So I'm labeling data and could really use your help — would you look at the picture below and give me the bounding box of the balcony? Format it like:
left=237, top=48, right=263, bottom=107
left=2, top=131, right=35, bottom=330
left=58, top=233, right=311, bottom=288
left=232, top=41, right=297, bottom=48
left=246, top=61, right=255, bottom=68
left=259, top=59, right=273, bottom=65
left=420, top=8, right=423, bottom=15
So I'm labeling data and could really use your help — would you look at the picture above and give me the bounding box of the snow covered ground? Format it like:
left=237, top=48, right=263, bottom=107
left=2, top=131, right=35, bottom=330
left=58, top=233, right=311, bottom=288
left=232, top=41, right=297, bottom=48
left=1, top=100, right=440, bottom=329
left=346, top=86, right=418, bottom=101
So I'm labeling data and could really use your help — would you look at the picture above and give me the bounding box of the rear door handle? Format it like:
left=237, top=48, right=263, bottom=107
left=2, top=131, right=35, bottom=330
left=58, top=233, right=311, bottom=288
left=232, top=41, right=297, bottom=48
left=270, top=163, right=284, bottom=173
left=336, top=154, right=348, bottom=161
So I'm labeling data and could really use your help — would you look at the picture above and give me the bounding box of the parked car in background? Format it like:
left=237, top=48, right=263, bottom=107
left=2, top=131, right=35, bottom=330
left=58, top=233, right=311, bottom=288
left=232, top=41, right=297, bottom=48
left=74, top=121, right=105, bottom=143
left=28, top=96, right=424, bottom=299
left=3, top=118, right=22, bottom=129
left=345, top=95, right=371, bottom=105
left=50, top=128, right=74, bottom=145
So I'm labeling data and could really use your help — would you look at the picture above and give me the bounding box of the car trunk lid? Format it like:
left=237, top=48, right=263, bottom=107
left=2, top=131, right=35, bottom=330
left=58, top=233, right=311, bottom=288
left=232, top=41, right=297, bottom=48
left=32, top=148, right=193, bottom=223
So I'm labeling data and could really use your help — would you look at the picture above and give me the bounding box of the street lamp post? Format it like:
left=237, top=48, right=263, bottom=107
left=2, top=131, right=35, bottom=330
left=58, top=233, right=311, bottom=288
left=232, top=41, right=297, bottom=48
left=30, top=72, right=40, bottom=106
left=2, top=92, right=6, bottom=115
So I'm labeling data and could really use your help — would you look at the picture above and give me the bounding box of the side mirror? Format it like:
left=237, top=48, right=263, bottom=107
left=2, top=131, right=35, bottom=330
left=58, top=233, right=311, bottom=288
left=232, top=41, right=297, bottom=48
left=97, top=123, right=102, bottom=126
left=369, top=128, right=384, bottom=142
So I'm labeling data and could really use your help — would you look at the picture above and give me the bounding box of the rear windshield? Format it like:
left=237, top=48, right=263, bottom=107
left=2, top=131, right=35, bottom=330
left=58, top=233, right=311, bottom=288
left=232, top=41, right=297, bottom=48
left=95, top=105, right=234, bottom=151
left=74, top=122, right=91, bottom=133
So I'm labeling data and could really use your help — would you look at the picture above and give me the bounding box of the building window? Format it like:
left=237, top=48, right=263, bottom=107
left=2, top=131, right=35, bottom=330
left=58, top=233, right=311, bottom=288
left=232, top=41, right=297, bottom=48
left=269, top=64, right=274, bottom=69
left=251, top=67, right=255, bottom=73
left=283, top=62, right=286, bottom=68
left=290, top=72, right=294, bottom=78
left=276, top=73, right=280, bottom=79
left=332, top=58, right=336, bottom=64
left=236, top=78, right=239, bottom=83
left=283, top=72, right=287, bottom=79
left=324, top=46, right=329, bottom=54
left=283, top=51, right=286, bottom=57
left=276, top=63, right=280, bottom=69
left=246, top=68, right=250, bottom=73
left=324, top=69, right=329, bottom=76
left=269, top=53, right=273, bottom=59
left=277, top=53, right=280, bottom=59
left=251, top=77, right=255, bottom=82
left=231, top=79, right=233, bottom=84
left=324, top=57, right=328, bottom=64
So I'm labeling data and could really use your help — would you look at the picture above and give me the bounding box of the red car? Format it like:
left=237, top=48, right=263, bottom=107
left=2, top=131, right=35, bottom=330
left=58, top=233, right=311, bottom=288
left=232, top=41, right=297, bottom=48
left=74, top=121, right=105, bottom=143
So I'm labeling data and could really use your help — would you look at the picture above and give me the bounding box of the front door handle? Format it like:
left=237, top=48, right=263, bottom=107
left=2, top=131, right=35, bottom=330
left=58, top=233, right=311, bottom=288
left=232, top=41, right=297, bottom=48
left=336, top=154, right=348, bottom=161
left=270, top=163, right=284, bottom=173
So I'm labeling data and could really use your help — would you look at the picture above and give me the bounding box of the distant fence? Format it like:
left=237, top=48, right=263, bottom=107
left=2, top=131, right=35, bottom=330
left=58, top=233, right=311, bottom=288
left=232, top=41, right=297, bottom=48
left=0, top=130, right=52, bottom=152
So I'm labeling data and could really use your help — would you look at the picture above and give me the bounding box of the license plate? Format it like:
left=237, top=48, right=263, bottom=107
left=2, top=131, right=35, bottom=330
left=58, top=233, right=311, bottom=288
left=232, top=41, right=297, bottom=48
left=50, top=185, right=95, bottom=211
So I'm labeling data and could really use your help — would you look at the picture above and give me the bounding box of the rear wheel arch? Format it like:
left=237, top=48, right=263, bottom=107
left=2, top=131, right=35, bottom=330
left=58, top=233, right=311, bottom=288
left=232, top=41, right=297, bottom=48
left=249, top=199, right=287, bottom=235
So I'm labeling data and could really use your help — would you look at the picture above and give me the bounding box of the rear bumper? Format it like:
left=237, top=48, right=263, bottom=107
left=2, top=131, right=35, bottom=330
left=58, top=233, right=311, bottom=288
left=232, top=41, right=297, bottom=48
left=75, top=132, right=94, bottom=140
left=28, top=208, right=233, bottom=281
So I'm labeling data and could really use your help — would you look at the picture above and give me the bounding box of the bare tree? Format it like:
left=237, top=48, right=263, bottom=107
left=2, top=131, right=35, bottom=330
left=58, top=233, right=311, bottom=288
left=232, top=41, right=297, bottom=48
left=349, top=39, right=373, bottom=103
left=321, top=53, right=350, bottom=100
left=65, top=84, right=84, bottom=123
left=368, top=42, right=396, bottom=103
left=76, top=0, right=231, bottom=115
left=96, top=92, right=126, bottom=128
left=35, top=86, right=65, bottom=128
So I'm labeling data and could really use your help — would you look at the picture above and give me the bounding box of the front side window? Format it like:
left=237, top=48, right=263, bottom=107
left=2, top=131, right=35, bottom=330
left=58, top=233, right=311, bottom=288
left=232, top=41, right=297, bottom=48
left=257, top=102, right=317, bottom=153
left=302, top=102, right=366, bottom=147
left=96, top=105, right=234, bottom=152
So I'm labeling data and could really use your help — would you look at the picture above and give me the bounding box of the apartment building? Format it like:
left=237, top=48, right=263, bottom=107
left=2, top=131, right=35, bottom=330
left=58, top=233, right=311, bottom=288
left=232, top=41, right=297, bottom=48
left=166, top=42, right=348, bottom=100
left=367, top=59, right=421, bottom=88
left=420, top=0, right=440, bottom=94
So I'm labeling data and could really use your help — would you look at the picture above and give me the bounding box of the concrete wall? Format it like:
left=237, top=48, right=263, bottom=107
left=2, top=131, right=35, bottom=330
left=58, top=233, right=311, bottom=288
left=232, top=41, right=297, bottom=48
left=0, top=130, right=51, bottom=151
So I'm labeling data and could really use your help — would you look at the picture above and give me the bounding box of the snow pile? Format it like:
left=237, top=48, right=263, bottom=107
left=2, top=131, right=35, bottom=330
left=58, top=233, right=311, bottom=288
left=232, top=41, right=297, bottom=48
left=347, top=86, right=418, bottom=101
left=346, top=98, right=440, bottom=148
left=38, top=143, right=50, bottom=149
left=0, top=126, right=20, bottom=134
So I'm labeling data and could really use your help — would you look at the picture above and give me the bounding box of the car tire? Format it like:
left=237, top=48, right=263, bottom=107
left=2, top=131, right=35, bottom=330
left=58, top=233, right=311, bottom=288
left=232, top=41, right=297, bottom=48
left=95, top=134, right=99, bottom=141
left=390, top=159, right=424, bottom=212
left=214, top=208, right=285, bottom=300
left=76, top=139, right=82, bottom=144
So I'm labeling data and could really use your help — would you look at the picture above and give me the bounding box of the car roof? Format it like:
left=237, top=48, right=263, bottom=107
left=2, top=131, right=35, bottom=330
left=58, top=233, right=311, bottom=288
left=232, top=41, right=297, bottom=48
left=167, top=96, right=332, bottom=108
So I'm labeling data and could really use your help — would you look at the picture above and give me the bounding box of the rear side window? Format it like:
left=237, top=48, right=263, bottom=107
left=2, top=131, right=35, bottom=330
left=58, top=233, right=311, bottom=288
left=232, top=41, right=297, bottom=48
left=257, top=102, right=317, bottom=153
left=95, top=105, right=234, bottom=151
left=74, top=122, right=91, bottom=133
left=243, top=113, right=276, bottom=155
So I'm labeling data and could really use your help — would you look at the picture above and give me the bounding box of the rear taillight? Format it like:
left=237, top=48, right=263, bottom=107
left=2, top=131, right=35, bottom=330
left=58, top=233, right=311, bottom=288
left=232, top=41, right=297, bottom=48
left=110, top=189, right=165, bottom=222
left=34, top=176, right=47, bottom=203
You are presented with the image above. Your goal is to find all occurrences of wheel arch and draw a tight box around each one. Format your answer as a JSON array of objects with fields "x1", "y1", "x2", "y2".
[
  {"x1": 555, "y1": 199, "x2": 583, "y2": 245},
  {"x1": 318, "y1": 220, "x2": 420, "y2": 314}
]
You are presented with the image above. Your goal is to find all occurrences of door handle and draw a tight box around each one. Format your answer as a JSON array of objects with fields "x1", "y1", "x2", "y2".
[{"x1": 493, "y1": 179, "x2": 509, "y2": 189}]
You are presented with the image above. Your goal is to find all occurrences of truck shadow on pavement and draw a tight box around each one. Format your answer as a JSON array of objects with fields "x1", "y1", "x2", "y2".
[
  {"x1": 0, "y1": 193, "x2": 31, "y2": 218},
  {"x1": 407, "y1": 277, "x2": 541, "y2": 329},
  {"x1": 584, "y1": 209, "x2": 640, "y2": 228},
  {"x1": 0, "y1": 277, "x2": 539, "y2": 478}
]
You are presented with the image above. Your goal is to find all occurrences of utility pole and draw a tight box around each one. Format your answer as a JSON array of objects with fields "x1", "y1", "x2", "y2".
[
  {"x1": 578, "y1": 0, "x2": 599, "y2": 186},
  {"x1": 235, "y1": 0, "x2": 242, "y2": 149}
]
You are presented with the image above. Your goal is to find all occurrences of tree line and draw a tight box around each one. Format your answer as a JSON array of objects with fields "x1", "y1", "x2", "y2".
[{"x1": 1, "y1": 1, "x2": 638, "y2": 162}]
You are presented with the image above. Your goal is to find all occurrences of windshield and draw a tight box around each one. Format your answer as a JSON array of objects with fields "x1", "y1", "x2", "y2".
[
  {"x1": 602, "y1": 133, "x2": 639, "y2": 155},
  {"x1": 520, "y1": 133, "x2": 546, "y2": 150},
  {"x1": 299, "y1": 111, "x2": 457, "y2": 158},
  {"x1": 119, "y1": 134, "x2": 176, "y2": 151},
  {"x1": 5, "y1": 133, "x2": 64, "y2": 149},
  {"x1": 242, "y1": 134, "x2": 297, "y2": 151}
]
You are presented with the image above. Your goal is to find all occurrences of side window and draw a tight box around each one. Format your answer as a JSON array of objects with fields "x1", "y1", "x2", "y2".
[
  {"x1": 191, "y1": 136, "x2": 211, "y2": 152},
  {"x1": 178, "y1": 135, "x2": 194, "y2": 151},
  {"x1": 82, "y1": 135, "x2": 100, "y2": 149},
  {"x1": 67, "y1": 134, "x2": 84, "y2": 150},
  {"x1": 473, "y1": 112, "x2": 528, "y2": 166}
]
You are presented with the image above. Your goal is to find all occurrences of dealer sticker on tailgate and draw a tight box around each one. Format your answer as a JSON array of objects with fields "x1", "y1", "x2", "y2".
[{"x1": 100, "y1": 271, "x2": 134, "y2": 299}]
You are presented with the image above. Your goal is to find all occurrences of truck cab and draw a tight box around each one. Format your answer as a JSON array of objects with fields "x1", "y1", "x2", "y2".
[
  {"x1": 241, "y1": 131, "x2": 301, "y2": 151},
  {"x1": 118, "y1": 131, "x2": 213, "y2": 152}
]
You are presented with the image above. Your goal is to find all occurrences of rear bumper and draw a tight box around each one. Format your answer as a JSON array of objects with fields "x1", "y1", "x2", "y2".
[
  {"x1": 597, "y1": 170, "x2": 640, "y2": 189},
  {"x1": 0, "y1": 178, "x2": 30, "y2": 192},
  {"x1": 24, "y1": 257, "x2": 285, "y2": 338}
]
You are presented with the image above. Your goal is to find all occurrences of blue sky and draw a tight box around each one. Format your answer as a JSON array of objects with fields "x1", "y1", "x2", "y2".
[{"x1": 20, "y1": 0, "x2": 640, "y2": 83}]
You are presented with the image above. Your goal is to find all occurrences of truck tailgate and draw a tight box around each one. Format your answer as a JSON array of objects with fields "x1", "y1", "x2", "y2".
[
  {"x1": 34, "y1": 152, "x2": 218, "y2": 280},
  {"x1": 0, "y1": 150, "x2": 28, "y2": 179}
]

********

## Directions for this task:
Your reply should be only the count of lines in the entries above that contain the word "front".

## Answer box:
2